** Opening GIVEN RECORDS block **

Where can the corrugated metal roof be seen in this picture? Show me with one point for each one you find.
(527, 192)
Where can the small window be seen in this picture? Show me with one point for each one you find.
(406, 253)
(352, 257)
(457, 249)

** Closing GIVEN RECORDS block **

• PROBLEM STATEMENT
Copy out the lines starting at the one containing "Where can the small" and ending with the last line of the entries. Include nothing else.

• RESPONSE AREA
Where can the small window be seen in this picture? Show me with one point for each one you find.
(406, 253)
(352, 257)
(457, 249)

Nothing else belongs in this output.